─── Paginafragment

Doel van het onderzoek
Primaire doelstelling:
Het beoordelen van de veiligheid en verdraagbaarheid van aducanumab gedurende
een behandeling van 100 weken na een washout-periode die voortvloeit uit het
stopzetten van de 'feeder'-onderzoeken, bij deelnemers die eerder aducanumab
ontvingen (d.w.z. eerder behandelde deelnemers) of die eerder placebo ontvingen
(d.w.z. behandelingsnaïeve deelnemers).
Verkennende doelstellingen:
1. Het beoordelen van de werkzaamheid van aducanumab op lange termijn aan de
hand van klinische eindpunten.
2. Het beoordelen van het langetermijneffect van aducanumab op
biomarker-eindpunten.
3. Het beoordelen van het langetermijneffect van aducanumab op PK-eindpunten.
Onderzoeksopzet
Deelname duurt ongeveer 3,5 jaar en bestaat uit 4 hoofdperiodes:
- de screeningsperiode van ongeveer 12 weken
- de basis behandelingsperiode, waarin onderzoeksdeelnemers het
onderzoeksmiddel ontvangen, van 100 weken
- de optionele lange termijnverlenging behandelingsperiode:. Als u
besluit deel te nemen, krijgt u het onderzoeksgeneesmiddel nog 52 weken
- een vervolgperiode, waarin onderzoeksdeelnemers het onderzoeksmiddel niet
meer ontvangen, van 18 weken.

──────
─── Vastgelegde gegevens

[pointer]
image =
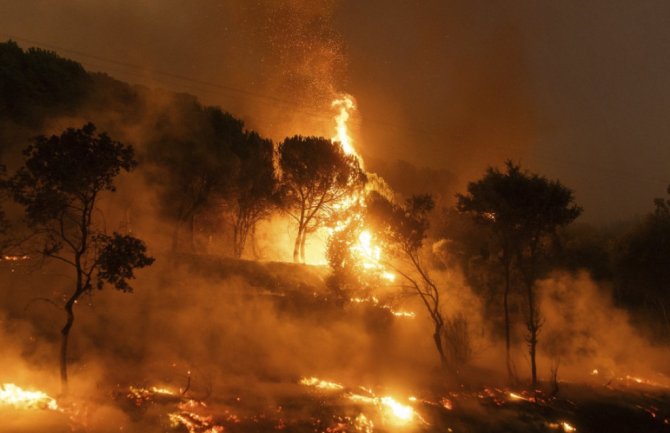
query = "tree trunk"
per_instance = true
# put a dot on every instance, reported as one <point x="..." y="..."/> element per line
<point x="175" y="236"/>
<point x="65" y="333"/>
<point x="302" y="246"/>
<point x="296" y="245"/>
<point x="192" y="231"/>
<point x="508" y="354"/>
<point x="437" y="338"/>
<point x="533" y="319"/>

──────
─── Vastgelegde gegevens

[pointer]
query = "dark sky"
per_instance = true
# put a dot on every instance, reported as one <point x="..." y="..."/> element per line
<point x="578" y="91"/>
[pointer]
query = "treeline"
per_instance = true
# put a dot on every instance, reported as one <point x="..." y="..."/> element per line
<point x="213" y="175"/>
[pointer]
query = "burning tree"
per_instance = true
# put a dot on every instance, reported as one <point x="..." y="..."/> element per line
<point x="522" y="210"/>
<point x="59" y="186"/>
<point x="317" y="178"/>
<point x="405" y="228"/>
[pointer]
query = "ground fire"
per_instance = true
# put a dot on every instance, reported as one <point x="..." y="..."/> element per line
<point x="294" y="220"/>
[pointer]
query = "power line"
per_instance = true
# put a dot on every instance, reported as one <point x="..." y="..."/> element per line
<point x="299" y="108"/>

──────
─── Vastgelegde gegevens

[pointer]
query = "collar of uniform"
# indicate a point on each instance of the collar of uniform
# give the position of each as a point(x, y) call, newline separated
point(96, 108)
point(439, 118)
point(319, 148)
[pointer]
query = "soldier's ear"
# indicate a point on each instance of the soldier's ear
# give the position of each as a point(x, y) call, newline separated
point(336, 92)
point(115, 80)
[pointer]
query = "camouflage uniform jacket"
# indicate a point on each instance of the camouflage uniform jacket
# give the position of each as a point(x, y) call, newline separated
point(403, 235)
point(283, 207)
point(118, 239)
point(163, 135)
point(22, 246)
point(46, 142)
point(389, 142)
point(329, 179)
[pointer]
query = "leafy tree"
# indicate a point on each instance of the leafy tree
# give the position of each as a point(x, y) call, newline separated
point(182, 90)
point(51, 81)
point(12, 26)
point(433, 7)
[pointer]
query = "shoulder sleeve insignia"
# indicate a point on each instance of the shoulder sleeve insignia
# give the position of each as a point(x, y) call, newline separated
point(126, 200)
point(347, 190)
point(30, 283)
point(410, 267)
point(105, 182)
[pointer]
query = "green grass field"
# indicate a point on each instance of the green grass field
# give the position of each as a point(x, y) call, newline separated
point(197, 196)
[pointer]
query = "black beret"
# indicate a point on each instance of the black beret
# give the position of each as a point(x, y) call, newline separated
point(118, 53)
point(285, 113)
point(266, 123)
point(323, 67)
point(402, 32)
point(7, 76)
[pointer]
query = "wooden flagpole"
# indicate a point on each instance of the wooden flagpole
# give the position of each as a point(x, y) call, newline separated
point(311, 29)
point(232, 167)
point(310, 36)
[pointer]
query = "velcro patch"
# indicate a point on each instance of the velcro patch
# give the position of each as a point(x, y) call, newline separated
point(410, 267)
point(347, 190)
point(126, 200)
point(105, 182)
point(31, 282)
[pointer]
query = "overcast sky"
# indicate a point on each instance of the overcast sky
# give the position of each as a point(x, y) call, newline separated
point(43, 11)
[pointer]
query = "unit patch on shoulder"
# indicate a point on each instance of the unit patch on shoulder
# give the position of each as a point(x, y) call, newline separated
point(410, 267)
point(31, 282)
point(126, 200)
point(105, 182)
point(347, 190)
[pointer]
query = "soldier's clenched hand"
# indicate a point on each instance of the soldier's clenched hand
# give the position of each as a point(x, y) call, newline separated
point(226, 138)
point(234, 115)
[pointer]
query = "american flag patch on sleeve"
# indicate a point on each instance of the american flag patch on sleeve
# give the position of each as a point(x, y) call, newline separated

──────

> Opdracht
Geef het paginafragment over het aducanumab-onderzoek volledig en woord voor woord weer. Baseer je uitsluitend op het paginafragment.

> Uitvoer van opdracht
Doel van het onderzoek
Primaire doelstelling:
Het beoordelen van de veiligheid en verdraagbaarheid van aducanumab gedurende
een behandeling van 100 weken na een washout-periode die voortvloeit uit het
stopzetten van de 'feeder'-onderzoeken, bij deelnemers die eerder aducanumab
ontvingen (d.w.z. eerder behandelde deelnemers) of die eerder placebo ontvingen
(d.w.z. behandelingsnaïeve deelnemers).
Verkennende doelstellingen:
1. Het beoordelen van de werkzaamheid van aducanumab op lange termijn aan de
hand van klinische eindpunten.
2. Het beoordelen van het langetermijneffect van aducanumab op
biomarker-eindpunten.
3. Het beoordelen van het langetermijneffect van aducanumab op PK-eindpunten.
Onderzoeksopzet
Deelname duurt ongeveer 3,5 jaar en bestaat uit 4 hoofdperiodes:
- de screeningsperiode van ongeveer 12 weken
- de basis behandelingsperiode, waarin onderzoeksdeelnemers het
onderzoeksmiddel ontvangen, van 100 weken
- de optionele lange termijnverlenging behandelingsperiode:. Als u
besluit deel te nemen, krijgt u het onderzoeksgeneesmiddel nog 52 weken
- een vervolgperiode, waarin onderzoeksdeelnemers het onderzoeksmiddel niet
meer ontvangen, van 18 weken.